(ACTION ITEM):
All entries given below are to be returned word for word.

Stored items from a collection:
= Beginning of Section =

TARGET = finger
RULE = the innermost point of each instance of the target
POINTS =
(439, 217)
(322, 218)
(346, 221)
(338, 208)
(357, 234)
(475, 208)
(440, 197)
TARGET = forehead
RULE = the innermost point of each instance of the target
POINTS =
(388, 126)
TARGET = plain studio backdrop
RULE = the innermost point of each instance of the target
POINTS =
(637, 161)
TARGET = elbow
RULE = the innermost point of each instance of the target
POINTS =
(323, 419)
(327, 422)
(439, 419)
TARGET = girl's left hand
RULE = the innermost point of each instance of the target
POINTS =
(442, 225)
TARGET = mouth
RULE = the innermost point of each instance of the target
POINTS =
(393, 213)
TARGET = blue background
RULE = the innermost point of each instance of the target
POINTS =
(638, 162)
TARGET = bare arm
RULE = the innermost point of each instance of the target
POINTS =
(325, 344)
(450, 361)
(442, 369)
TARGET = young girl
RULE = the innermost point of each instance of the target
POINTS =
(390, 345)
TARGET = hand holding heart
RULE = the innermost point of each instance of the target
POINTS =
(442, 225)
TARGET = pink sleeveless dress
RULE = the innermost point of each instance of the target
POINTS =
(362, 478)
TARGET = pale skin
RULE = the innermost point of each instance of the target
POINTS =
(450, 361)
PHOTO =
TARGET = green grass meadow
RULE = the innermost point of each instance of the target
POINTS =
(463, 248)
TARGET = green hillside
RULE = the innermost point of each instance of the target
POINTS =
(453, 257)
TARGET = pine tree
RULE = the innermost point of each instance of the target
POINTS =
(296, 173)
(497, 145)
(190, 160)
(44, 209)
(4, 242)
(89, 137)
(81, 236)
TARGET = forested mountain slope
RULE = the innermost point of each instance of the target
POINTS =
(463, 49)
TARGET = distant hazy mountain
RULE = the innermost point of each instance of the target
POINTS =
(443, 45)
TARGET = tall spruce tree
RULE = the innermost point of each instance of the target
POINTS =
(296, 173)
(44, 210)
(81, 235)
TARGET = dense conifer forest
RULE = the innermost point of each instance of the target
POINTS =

= End of Section =

(ANSWER TO THIS TASK):
TARGET = finger
RULE = the innermost point of each instance of the target
POINTS =
(439, 217)
(322, 218)
(346, 221)
(338, 208)
(357, 234)
(475, 208)
(440, 197)
TARGET = forehead
RULE = the innermost point of each instance of the target
POINTS =
(388, 126)
TARGET = plain studio backdrop
RULE = the innermost point of each instance of the target
POINTS =
(637, 161)
TARGET = elbow
RULE = the innermost point of each instance of the target
POINTS =
(323, 419)
(327, 422)
(439, 419)
TARGET = girl's left hand
RULE = the innermost point of each instance of the target
POINTS =
(442, 225)
TARGET = mouth
RULE = the innermost point of each instance of the target
POINTS =
(393, 213)
TARGET = blue background
RULE = the innermost point of each instance of the target
POINTS =
(638, 162)
TARGET = bare arm
RULE = the innermost point of each instance of the target
POINTS =
(325, 344)
(450, 361)
(442, 369)
TARGET = young girl
RULE = the innermost point of each instance of the target
POINTS =
(390, 345)
TARGET = hand holding heart
RULE = the innermost point of each instance of the target
POINTS =
(442, 225)
TARGET = pink sleeveless dress
RULE = the innermost point of each instance of the target
POINTS =
(362, 478)
TARGET = pale skin
RULE = the innermost point of each instance of the target
POINTS =
(450, 361)
PHOTO =
TARGET = green grass meadow
RULE = the innermost point of each instance of the target
POINTS =
(463, 248)
TARGET = green hillside
RULE = the innermost point of each instance of the target
POINTS =
(453, 257)
TARGET = pine tree
RULE = the innermost point of each instance of the target
POINTS =
(296, 173)
(497, 145)
(190, 160)
(44, 209)
(4, 242)
(89, 137)
(81, 236)
TARGET = forested mountain slope
RULE = the innermost point of each instance of the target
POINTS =
(463, 49)
TARGET = distant hazy mountain
RULE = the innermost point of each instance of the target
POINTS =
(443, 45)
TARGET = tall spruce tree
RULE = the innermost point of each instance of the target
POINTS =
(296, 173)
(44, 210)
(81, 235)
TARGET = dense conifer forest
RULE = the innermost point of each instance of the target
POINTS =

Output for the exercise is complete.